◆ ENUNCIADO DEL PROBLEMA:
Traduzca al inglés esta oración del texto sobre la pandemia: «Los stress test de hoy son mucho más implacables y de mayor repercusión.»
──────── TEXTO SELECCIONADO
A pandemia del coronavirus nos está sometiendo a pruebas de resistencia que en circunstancias normales sólo se hacen en simulacros. Recordemos los stress test a los que las autoridades monetarias sometieron a la banca tras la crisis financiera de 2008. Fueron pruebas de esfuerzo previstas para determinar el vigor de las organizaciones crediticias de nuestro entorno. Los stress test de hoy son mucho más implacables y de mayor repercusión. Se tensa el aguante de las familias, de los individuos, ante una enfermedad que se expande con carga mortífera. Esta prueba de esfuerzo nos impone hábitos nuevos de conducta, de reducción de libertades y hasta de relación entre las personas.
────────────────
──────── CONJUNTO DE DATOS
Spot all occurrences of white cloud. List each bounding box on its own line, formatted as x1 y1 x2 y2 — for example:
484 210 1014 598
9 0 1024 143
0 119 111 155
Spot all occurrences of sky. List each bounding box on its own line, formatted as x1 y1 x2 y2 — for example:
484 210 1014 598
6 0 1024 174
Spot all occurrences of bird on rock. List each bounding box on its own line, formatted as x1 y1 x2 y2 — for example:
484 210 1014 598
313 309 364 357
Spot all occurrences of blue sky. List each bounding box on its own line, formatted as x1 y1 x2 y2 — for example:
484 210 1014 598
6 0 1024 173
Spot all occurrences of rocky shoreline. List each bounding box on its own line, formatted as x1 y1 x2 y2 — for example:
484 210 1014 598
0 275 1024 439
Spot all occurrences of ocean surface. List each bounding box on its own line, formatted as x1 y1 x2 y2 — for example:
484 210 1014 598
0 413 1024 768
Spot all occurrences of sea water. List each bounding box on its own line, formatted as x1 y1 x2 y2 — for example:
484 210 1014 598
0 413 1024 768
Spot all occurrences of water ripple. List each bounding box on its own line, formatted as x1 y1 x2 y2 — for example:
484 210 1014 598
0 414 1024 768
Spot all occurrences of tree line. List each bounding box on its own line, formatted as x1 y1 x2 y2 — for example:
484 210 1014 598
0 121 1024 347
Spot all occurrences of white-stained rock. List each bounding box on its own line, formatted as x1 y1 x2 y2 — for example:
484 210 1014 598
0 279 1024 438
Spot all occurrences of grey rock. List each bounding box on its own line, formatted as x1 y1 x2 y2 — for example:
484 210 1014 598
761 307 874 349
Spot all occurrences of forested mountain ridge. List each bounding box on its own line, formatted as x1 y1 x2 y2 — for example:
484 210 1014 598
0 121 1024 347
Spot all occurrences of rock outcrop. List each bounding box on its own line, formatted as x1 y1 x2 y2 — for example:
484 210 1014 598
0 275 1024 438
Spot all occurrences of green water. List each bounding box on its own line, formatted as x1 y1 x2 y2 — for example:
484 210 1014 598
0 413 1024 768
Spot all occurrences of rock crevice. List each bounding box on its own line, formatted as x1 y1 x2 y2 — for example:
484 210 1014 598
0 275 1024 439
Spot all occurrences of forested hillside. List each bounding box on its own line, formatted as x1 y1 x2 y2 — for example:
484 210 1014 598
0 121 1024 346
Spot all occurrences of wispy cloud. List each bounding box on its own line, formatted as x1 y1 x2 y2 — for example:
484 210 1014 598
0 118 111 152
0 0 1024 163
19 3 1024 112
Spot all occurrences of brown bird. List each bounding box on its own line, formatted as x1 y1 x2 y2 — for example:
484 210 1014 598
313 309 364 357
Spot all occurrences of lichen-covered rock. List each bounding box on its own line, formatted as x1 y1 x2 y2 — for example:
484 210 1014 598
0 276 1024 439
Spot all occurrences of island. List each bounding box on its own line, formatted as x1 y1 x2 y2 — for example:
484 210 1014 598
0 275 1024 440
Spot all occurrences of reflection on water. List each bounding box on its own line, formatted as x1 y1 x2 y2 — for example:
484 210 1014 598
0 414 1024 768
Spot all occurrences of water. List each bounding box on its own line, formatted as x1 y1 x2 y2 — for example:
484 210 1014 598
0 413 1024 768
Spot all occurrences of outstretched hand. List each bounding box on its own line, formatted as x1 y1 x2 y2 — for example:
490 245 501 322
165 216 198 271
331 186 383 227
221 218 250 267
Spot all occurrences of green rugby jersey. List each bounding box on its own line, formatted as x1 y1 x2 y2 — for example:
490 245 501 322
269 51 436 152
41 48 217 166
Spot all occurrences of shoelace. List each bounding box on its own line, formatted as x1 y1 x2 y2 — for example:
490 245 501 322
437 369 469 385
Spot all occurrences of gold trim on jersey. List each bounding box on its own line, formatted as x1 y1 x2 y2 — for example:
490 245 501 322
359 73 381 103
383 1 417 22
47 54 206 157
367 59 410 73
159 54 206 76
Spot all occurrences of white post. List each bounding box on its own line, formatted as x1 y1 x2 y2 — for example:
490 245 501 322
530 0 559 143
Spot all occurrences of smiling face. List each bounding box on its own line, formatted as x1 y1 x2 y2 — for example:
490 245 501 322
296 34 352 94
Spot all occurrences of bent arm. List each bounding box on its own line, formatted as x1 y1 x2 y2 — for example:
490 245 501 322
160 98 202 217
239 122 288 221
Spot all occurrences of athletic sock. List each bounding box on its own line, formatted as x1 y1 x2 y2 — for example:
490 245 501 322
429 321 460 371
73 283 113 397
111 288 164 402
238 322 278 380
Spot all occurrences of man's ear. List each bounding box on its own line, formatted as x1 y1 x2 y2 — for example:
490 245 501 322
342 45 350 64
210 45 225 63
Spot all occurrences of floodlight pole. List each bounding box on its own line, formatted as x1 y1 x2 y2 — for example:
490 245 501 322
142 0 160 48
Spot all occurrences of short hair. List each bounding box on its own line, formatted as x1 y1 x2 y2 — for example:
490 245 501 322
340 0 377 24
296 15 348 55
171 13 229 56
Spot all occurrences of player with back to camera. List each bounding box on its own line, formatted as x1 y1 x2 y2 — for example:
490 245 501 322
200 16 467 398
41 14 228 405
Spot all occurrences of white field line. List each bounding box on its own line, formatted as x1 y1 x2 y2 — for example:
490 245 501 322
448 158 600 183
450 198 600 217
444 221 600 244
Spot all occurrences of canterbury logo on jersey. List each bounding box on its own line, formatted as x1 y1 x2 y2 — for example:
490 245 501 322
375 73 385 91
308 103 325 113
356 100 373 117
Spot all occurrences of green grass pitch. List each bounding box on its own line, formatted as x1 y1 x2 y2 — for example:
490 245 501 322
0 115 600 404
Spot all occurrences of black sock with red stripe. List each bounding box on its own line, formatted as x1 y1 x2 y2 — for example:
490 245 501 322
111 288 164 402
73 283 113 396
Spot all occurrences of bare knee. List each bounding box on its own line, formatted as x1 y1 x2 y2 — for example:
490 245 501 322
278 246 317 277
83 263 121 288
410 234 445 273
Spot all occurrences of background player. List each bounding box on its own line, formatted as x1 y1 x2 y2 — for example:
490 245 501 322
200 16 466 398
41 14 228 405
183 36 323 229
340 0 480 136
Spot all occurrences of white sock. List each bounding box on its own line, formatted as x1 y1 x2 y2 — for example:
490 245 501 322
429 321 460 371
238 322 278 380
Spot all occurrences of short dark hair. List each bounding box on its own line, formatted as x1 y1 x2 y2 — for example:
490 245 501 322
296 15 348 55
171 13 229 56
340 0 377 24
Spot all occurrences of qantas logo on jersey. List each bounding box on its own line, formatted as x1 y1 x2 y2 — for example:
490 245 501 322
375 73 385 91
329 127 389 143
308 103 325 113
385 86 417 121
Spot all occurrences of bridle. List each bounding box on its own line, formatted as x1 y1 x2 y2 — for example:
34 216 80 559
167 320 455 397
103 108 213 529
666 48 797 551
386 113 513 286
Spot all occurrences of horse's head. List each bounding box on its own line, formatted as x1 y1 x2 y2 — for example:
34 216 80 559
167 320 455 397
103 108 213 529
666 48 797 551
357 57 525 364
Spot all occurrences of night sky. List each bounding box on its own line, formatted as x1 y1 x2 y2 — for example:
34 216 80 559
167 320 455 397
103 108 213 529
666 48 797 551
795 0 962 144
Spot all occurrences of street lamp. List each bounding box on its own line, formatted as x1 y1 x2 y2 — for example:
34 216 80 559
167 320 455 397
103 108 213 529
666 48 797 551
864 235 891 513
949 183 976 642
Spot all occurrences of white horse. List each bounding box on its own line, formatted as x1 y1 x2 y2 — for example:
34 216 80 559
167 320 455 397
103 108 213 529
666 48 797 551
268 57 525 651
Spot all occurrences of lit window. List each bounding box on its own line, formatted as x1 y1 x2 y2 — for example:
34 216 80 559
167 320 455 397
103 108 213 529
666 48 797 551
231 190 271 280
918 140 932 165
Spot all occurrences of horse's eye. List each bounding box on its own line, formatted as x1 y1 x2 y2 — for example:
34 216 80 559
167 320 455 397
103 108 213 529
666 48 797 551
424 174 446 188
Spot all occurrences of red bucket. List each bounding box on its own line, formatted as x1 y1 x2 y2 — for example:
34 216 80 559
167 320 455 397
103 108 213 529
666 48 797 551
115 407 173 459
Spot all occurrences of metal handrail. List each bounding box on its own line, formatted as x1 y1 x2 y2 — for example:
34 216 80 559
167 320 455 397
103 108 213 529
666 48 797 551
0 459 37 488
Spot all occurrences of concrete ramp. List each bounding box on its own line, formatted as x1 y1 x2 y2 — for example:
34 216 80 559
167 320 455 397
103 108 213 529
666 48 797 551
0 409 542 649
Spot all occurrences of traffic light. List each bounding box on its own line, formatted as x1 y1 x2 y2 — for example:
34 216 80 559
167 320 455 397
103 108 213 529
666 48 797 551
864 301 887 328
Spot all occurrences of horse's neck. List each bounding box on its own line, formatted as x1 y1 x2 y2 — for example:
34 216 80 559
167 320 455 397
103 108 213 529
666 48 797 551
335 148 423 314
────────────────
◆ SOLUCIÓN REDACTADA:
Today's stress tests are much more relentless and have a far greater impact.